PROBLEM TO SOLVE
Write out the records again, exactly, leaving none out.

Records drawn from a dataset
━━━━━━━━━━━━━━━━━━━━━━━━━━━━━━
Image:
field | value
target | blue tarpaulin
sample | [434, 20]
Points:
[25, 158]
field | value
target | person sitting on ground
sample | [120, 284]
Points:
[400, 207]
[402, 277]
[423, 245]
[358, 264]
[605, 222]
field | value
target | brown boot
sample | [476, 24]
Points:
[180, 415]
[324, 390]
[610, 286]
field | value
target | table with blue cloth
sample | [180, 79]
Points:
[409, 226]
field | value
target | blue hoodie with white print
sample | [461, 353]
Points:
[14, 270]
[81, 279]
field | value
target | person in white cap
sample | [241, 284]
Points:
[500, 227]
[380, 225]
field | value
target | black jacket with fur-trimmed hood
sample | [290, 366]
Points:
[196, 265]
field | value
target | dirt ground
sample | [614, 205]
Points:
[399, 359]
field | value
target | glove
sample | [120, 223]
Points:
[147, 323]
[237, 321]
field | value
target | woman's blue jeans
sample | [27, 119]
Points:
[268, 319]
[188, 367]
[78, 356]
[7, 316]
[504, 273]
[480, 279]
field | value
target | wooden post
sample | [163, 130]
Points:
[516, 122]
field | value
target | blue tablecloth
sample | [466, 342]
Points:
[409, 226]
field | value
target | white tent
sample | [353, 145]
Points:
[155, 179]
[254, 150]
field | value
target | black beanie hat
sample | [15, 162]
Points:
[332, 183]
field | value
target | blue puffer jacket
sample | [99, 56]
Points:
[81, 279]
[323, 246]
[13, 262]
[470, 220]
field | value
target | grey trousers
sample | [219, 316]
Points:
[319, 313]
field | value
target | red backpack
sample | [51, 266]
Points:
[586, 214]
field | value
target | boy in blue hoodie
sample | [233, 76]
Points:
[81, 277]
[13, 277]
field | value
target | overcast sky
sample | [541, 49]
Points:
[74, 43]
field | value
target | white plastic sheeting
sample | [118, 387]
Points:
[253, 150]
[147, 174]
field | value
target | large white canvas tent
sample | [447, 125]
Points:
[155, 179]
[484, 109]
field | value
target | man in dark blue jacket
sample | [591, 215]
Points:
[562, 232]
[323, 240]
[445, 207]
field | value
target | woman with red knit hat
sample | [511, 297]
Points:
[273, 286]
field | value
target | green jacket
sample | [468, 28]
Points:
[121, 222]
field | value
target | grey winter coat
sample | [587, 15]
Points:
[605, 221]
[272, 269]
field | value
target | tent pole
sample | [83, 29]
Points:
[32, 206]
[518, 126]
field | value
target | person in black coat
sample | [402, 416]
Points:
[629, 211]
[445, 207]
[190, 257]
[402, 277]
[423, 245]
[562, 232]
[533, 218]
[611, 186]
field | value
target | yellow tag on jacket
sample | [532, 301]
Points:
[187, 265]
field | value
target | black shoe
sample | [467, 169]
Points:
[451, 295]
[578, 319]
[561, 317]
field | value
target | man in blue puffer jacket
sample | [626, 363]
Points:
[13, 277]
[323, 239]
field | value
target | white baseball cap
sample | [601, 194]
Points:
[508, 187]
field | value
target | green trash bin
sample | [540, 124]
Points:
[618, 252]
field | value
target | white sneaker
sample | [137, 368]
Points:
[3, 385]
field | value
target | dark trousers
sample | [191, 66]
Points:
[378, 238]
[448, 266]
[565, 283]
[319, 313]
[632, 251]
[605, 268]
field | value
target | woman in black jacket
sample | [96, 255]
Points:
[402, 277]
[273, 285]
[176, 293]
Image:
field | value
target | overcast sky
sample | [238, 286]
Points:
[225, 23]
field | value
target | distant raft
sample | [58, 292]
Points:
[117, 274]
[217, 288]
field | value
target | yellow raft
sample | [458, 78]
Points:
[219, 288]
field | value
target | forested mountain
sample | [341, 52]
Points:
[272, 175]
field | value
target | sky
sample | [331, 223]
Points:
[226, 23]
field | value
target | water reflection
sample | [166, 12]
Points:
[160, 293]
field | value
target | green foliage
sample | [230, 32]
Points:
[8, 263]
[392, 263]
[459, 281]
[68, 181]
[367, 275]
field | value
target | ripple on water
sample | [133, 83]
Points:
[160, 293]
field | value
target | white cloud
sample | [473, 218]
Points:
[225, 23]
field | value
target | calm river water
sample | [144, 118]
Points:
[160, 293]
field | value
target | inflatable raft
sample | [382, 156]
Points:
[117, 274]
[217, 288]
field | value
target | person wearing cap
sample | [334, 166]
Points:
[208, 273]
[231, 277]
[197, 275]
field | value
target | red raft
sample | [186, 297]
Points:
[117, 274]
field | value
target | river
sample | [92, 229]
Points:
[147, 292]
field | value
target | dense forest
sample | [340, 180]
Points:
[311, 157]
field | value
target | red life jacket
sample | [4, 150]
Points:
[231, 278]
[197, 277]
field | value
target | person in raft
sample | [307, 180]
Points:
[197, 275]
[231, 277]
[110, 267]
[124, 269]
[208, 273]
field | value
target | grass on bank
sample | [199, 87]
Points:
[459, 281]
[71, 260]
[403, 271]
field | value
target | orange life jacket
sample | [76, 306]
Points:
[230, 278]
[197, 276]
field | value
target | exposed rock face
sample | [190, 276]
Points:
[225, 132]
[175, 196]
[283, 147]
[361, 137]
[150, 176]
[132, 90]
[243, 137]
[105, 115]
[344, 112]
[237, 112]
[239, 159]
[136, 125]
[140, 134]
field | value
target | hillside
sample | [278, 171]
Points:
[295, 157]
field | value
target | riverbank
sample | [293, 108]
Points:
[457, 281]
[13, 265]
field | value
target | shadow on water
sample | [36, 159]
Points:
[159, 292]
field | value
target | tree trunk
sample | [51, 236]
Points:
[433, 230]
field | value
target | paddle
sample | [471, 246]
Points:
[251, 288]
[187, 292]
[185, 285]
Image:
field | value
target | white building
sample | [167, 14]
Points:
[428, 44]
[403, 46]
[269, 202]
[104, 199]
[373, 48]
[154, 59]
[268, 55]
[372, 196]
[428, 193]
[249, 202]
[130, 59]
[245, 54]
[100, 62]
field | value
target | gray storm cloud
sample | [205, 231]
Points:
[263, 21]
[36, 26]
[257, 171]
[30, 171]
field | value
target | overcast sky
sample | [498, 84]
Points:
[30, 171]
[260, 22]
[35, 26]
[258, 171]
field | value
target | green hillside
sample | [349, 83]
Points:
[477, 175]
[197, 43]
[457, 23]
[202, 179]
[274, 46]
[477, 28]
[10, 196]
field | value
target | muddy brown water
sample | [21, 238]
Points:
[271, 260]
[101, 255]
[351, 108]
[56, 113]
━━━━━━━━━━━━━━━━━━━━━━━━━━━━━━
RESULT OF THE EXERCISE
Image:
field | value
target | blue tarpaulin
sample | [434, 20]
Points:
[25, 158]
field | value
target | person sitting on ground
sample | [120, 284]
Points:
[400, 207]
[402, 277]
[423, 245]
[358, 264]
[605, 222]
field | value
target | brown boot
sample | [476, 24]
Points:
[180, 415]
[324, 390]
[610, 286]
field | value
target | table with blue cloth
sample | [180, 79]
Points:
[409, 226]
field | value
target | blue hoodie with white print
sample | [461, 353]
Points:
[14, 270]
[81, 279]
field | value
target | person in white cap
sample | [241, 284]
Points:
[500, 227]
[380, 225]
field | value
target | black jacket with fur-trimmed hood
sample | [290, 366]
Points:
[196, 265]
field | value
target | dirt ground
sample | [614, 205]
Points:
[399, 359]
field | value
target | glove
sample | [120, 223]
Points:
[147, 323]
[237, 321]
field | value
target | woman's blue jeans
sample | [27, 119]
Points:
[268, 319]
[188, 367]
[78, 356]
[7, 316]
[504, 273]
[480, 279]
field | value
target | wooden post
sample | [163, 130]
Points:
[516, 122]
field | value
target | blue tablecloth
sample | [466, 342]
Points:
[409, 226]
field | value
target | white tent
sample | [353, 145]
Points:
[155, 179]
[254, 150]
field | value
target | black beanie hat
sample | [15, 162]
Points:
[332, 183]
field | value
target | blue puffer jacket
sample | [99, 56]
Points:
[81, 279]
[323, 246]
[13, 262]
[470, 220]
field | value
target | grey trousers
sample | [219, 316]
Points:
[319, 313]
field | value
target | red backpack
sample | [51, 266]
Points:
[586, 214]
field | value
target | boy in blue hoodie
sample | [233, 76]
Points:
[81, 277]
[13, 277]
field | value
target | overcast sky
sample | [541, 49]
Points:
[74, 43]
field | value
target | white plastic sheeting
sample | [118, 387]
Points:
[253, 150]
[147, 174]
field | value
target | large white canvas tent
sample | [447, 125]
Points:
[155, 179]
[484, 109]
field | value
target | man in dark blue jacket
sample | [591, 215]
Points:
[562, 232]
[323, 240]
[445, 207]
field | value
target | woman with red knit hat
sample | [511, 297]
Points:
[273, 286]
field | value
target | green jacket
sample | [468, 28]
Points:
[121, 222]
field | value
target | grey winter coat
sample | [587, 15]
Points:
[605, 221]
[272, 269]
field | value
target | tent pole
sample | [83, 29]
Points:
[32, 206]
[518, 126]
field | value
target | person in black coat
sample | [402, 416]
Points:
[629, 211]
[445, 207]
[190, 257]
[402, 277]
[423, 245]
[562, 232]
[533, 218]
[611, 186]
field | value
target | yellow tag on jacket
sample | [532, 301]
Points:
[187, 265]
field | value
target | black shoe
sample | [467, 169]
Points:
[451, 295]
[578, 319]
[561, 317]
field | value
target | man in blue puffer jacket
sample | [626, 363]
Points:
[13, 277]
[323, 239]
field | value
target | white baseball cap
sample | [601, 194]
Points:
[508, 187]
field | value
target | green trash bin
sample | [540, 124]
Points:
[618, 252]
field | value
target | white sneaker
sample | [137, 368]
Points:
[3, 385]
field | value
target | dark trousers
sample | [191, 66]
Points:
[378, 238]
[448, 266]
[565, 283]
[319, 313]
[632, 251]
[605, 268]
field | value
target | woman in black jacket
sample | [96, 255]
Points:
[402, 277]
[273, 285]
[176, 293]
Image:
field | value
target | overcast sky
sample | [238, 286]
Points:
[225, 23]
field | value
target | distant raft
sample | [58, 292]
Points:
[117, 274]
[217, 288]
field | value
target | yellow raft
sample | [458, 78]
Points:
[219, 288]
field | value
target | forested mountain
sample | [341, 52]
Points:
[272, 175]
field | value
target | sky
sample | [331, 223]
Points:
[226, 23]
field | value
target | water reflection
sample | [166, 12]
Points:
[160, 293]
field | value
target | green foliage
sample | [230, 32]
Points:
[8, 263]
[392, 263]
[459, 281]
[68, 181]
[367, 275]
field | value
target | ripple on water
sample | [133, 83]
Points:
[160, 293]
field | value
target | white cloud
sample | [473, 218]
Points:
[225, 23]
field | value
target | calm river water
sample | [144, 118]
Points:
[160, 293]
field | value
target | inflatable raft
sample | [382, 156]
Points:
[117, 274]
[217, 288]
field | value
target | person wearing cap
sample | [334, 166]
Points:
[208, 273]
[231, 277]
[197, 275]
field | value
target | red raft
sample | [186, 297]
Points:
[117, 274]
field | value
target | river
sample | [92, 229]
Points:
[147, 292]
field | value
target | dense forest
sample | [340, 180]
Points:
[311, 157]
field | value
target | red life jacket
sample | [4, 150]
Points:
[231, 278]
[197, 277]
field | value
target | person in raft
sample | [307, 180]
Points:
[197, 275]
[231, 277]
[110, 267]
[124, 269]
[208, 273]
field | value
target | grass on bank
sample | [199, 87]
Points:
[459, 281]
[71, 260]
[403, 271]
field | value
target | orange life jacket
sample | [76, 306]
Points:
[230, 278]
[197, 276]
field | value
target | exposed rock face
sample | [190, 276]
Points:
[225, 132]
[175, 196]
[283, 147]
[361, 137]
[150, 176]
[132, 90]
[243, 137]
[105, 115]
[344, 112]
[237, 112]
[239, 159]
[136, 125]
[140, 134]
field | value
target | hillside
sample | [278, 171]
Points:
[295, 157]
field | value
target | riverbank
sample | [293, 108]
Points:
[457, 281]
[13, 265]
field | value
target | shadow on water
sample | [36, 159]
Points:
[159, 292]
field | value
target | tree trunk
sample | [51, 236]
Points:
[433, 230]
field | value
target | paddle
sample | [471, 246]
Points:
[251, 288]
[187, 292]
[185, 285]
Image:
field | value
target | white building
sample | [167, 14]
Points:
[428, 44]
[403, 46]
[269, 202]
[104, 199]
[373, 48]
[154, 59]
[268, 55]
[372, 196]
[428, 193]
[249, 202]
[130, 59]
[245, 54]
[100, 62]
field | value
target | gray storm cloud
sample | [205, 231]
Points:
[263, 21]
[36, 26]
[257, 171]
[30, 171]
field | value
target | overcast sky
sample | [498, 84]
Points:
[30, 171]
[260, 22]
[35, 26]
[258, 171]
field | value
target | green hillside
sample | [349, 83]
Points:
[477, 175]
[197, 43]
[457, 23]
[202, 179]
[274, 46]
[477, 28]
[10, 196]
field | value
target | muddy brown water
sample | [21, 238]
Points:
[271, 260]
[101, 255]
[351, 108]
[56, 113]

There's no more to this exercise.